■ Passage:

◇ ◇ ◇

Are human beings able to help these elemental beings in some way or other? That is the great question that was put by the Holy Rishis. Are we able to release them? Yes, we can. For the deeds of man on earth are nothing but the external expression of spiritual processes. Everything we do here is also of importance for the spiritual world. Let us consider the following. A man stands in front of a crystal, a lump of gold or the like. He looks at it. What happens if a person simply stares, simply looks at some object by means of his physical senses? A continual interplay arises between man and the bewitched elemental being. That which is bewitched in matter and man are in some way related to one another. Let us assume, however, that he merely stares at the object so that he only takes in what is impressed upon his eye. Something is continually passing from these elementals into man, and it goes on from morning until night. As we look out into the world, hosts of elementals, who were, or who are continually being bewitched into the processes of densification, are continually entering into us from our surroundings.

Now let us assume that such a person, as he stares at an object, has not the slightest inclination to reflect about what he sees, or to let the spirit of things live in his soul. He takes the easy road; he goes through the world but does not digest his experiences spiritually by means of thoughts and feelings. He remains a mere spectator of the physical, material world. In that case, the elemental beings enter into him and remain there. They have gained nothing in the world process and have merely transferred their seat from the outer world into that of man. But now let us take a man who digests his impressions spiritually by thinking about them, and by forming concepts about the underlying spiritual foundation of the world. That is, a man who does not merely stare, but ponders over its nature; a man who feels the beauty of things and ennobles his impressions. What does such a man do? As a result of his spiritual activity he redeems the elemental being that streams toward him from the outer world, thus raising it to its previous state. He releases the elemental being from its enchantment. So, through our spiritual activity, we can release beings who are bewitched in air, water and earth and lead them back to their former condition, or we can imprison them again in our inner being without any transformation having taken place in them. Throughout the whole of man's life on earth, elemental beings stream into him. It depends on him whether they remain unchanged or whether he releases them.

◇ ◇ ◇

■ Work to be completed: Please carry on the passage about elemental beings from the point where it ends. The material after this passage is from an unrelated source.

■ Available data:
◇ ◇ ◇

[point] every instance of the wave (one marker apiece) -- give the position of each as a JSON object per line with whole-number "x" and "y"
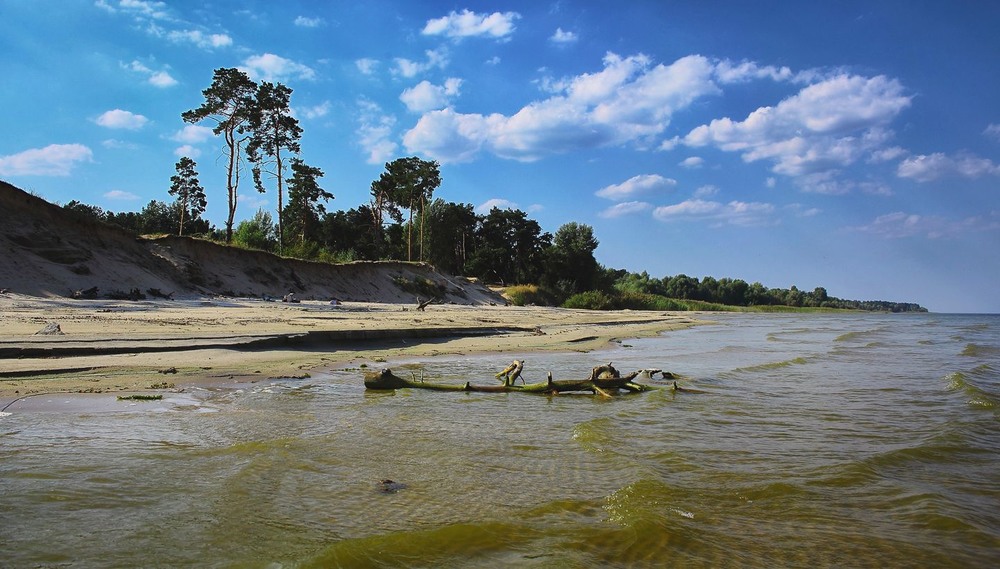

◇ ◇ ◇

■ Final answer:
What happens to the elemental beings who have been released by man’s activity? To begin with, they, too, inhabit man. Even those who have been released dwell in man until he dies. When a person goes through the gate of death, there is a distinction between these elemental beings who merely entered into him and have not been led back to the higher elements, and those who, through man's activity, have been guided back to their former condition. Those who have not been transformed have gained nothing by wandering from the outer world into man; others are able to return to their former condition after man's death. During life on earth man builds a cross-road for elementals. When man has gone through life in the spiritual worlds and returns in a subsequent incarnation through the gate of birth, all elemental beings whom he did not release, accompany him into physical existence. Those whom he releases do not accompany him any longer; they return to their original condition.

What happens when a man looks at a material object and fathoms its true nature so that the elemental being is thereby released? Spiritually, the reverse course is taken from what occurred formerly. Whereas originally smoke arose out of the fire, man now creates fire out of smoke spiritually. The fire, however, is only released at his death. We can now understand the profound spiritual meaning of ancient rituals of sacrifice when considered in the light of the primeval, divine spiritual science. Imagine the priest at the sacrificial altar in those ancient times when religion rested upon a true knowledge of spiritual laws. Imagine the priest kindling the flame, and the rising smoke, the object of sacrifice, as it is accompanied upwards by prayers. What really happened in such sacrifices? The priest stood at the altar where the smoke was produced. There, where the solid emerged out of the warmth, a spirit was bewitched, but as a man accompanied the process with prayers, the spirit went over into him and was released into the supersensible world after his death. What did the priest of the ancient Mysteries say to those who learned to understand such a ritual? He explained that if you look at the external world in such a way that your spiritual activity does not remain attached to the smoke, but rises spiritually to the fire element, then, after death, you free the bewitched spirit that dwells in the smoke. The human being who had gained an understanding of the process would reply, “If the spirit that dwells in the smoke remains unchanged, it will have to accompany me in a next incarnation; after death it will be unable to return to the spiritual world. If I have released it, if I have led it back to the fire, after my death it will arise into worlds of spirit and no longer need to return to earth at my birth.”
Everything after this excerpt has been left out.